下に示す敷金・礼金の解説記事を、最後の一文の直後から書き継いでもらえますか?

#### 本文抜粋

* * * * *

マンション購入ガイド
敷金・礼金とは?ゼロゼロ物件や相場についても分かりやすく解説
初めて賃貸物件を探しているのですが、敷金や礼金が何のためにあるのか、いまひとつピンと来ません。敷金・礼金とは何ですか?なるべく初期費用を抑えたいので、敷金・礼金が不要な場合や、敷金・礼金の相場なども教えてください。
おおまかにいうと、敷金とは「大家さんへの預け金」、礼金とは「大家さんへ支払う家賃の一部」のことです。最近は敷金・礼金なしの物件もあります。都市部の相場の主流は、敷金・礼金ともに家賃1か月分です。
情報提供:不動産鑑定士 竹内 英二
目次
敷金・礼金とは?
賃貸物件を探していると、「敷金(しききん)」や「礼金(れいきん)」の支払いを条件に挙げている物件が多いことに気付きます。おおまかにいうと、敷金とは大家への預け金、礼金とは大家へ支払う家賃の一部といった意味合いがあります。
敷金と礼金は、賃貸物件の契約時に支払いますが、契約解消となる退去時には敷金だけが返金されます。また、敷金が返金される際には、敷金の全額が返金される場合と、一部または全てが差し引かれて返金されない場合があります。そのどちらになるかは、契約時の条件と、入居中の暮らし方によります。
この記事では、マンションやアパートなどの賃貸物件を契約する際に発生する敷金や礼金について分かりやすく解説します。
敷金とは
敷金とは、貸主である大家への「担保」であり、預け金でもあります。担保とは、債務者が約束を破ったときに生じる不利益を想定して、その損失を補い保証するために設定されたものを指します。つまり賃貸借契約の場合、借主が家賃を長期的に滞納したり支払わなかったりする場合や、意図的に物件を損傷させた場合等の保証が敷金の役割です。ですから賃貸契約以降、毎月滞りなく家賃を支払い続け、かつ、禁止事項等を遵守し契約違反を犯さなければ、退去時に担保の敷金は返金される場合もあるのです。
敷金を支払う意味合いとしては、主に以下の2点が挙げられます。
●家賃の担保
民間の慣習だった敷金は、現在法律で明記されています。※1その法律によって、敷金には以下のように公的なルールができました。
「大家は、借主が約束を破った場合、敷金を家賃の支払いに充てることができる。ただし、借主のほうから大家に対して、敷金を借主が与えた損害の支払いに充てるよう依頼することはできない」
つまり、物件契約時に敷金を預けたからといって、借主側から大家にたとえば「今月の家賃には敷金を充ててほしい」と請求することはできないため、注意が必要です。

* * * * *

#### 提供資料
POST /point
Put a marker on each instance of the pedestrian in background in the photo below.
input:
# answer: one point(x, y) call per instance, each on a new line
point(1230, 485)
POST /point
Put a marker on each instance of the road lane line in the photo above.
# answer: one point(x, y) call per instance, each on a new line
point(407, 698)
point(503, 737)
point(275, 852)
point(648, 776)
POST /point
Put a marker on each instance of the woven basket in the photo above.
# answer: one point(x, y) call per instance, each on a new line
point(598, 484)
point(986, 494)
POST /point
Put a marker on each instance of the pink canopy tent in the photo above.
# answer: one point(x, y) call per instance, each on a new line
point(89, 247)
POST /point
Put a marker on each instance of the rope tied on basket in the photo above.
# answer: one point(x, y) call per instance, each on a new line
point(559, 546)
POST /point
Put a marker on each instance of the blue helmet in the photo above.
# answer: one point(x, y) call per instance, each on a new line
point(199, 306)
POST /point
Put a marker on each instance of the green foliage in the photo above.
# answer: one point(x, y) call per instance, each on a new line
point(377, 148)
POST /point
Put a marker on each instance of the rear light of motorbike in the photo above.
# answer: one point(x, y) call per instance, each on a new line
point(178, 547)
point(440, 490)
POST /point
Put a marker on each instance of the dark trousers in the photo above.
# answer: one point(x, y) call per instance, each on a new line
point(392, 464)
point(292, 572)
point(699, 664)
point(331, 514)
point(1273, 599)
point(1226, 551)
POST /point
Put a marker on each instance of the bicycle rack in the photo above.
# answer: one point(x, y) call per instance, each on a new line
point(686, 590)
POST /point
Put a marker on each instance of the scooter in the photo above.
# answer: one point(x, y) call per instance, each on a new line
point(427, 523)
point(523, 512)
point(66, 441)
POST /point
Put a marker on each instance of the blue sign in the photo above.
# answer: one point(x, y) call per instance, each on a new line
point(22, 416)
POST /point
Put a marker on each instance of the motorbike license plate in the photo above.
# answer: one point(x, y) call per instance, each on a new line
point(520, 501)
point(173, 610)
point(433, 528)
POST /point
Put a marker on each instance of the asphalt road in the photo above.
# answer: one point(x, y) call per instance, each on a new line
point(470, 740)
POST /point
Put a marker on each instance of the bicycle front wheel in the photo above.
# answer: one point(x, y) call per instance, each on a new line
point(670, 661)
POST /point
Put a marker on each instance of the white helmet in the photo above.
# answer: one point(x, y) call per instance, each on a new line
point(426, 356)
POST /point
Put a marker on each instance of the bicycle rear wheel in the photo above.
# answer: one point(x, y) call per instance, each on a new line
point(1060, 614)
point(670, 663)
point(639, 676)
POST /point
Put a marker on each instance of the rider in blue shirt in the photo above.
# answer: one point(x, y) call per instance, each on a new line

* * * * *

#### 解答例
●原状回復費用
敷金にはもう1つ、「原状回復費用」という役割があります。原状回復費用とは、その建物に暮らすことで生じた汚れや消耗のうち、借主の過失や故意によって生じたもの等を復旧する費用のことです。通常、敷金は契約終了時に、原状回復費用が差し引かれた状態で借主に返金されます。
以前は、この原状回復費用をめぐり、大家と借主間でのトラブルが頻発していました。どこまでを原状回復費用の範囲とするのかの定義が曖昧であったためです。そこで国土交通省は、賃貸借契約締結時に参考としてもらうことを目的に、原状回復費用のガイドライン※2を作成しました。
国土交通省のガイドラインでは、「原状回復とは借りた当時の状態に戻すことではないこと」「『経年劣化』と『通常損耗』に関しては、借主が負担すべきではないこと」が明記されています。
経年劣化とは、「歳月の経過によって自然に消耗や汚れが生じること」を指し、具体的にはテレビや冷蔵庫などの後部壁面にできた電気焼けの黒ずみが挙げられます。通常損耗とは、「使用頻度に応じた消耗や汚れ」を指し、壁面の画びょうやピンなどの穴がこれにあたります。普通に暮らしたり、使ったりして発生する消耗や汚れであれば、退去時に復旧しなくてもよいのです。
ただし、以下のような要件を満たす特約のある契約を交わすと、通常損耗が借主の負担となります。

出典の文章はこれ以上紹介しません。